[Collection entries]

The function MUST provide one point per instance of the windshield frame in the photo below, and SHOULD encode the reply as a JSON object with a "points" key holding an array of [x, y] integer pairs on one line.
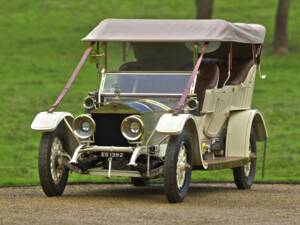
{"points": [[141, 73]]}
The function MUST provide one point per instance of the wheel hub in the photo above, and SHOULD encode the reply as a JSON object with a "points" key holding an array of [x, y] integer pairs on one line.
{"points": [[56, 165]]}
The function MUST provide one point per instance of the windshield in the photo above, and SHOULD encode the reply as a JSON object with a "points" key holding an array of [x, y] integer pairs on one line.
{"points": [[162, 83]]}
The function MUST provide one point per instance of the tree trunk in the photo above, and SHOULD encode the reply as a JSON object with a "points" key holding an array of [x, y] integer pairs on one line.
{"points": [[281, 27], [204, 9]]}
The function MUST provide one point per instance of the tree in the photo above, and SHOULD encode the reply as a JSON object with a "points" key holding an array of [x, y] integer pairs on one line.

§ Problem
The entries above are to be printed again word for word, with every picture removed.

§ Exercise response
The function MUST provide one point per instance of the windshield frame in the photo below, and SHOULD encode the reply as a JSON object with a "points" key holding an array of [x, y] integer pairs on one line.
{"points": [[141, 73]]}
The function MUST provide one point per instance of the wheel hub in the photo above, and SHOULD encode the reply as a JSON object with a "points" key holding an array of [x, y] integer pairs on one line.
{"points": [[56, 165]]}
The function MUST provide one point per instance of the windshield in the photo above, and SHOULD encode the reply as a JSON object with a "points" key holding an array of [x, y] integer pairs on one line.
{"points": [[162, 83]]}
The function MUST provide one point per instance of the tree trunk in the photo above, and SHOULD encode the reply as a JSON object with a "points" key holding an array of [x, y] integer pairs on one line.
{"points": [[281, 27], [204, 9]]}
The function MUST provide one point per instance of the tree in the photo above, and SHOULD encode the reply as a JSON object with a "points" key holding an array of [x, y] integer pairs on one line.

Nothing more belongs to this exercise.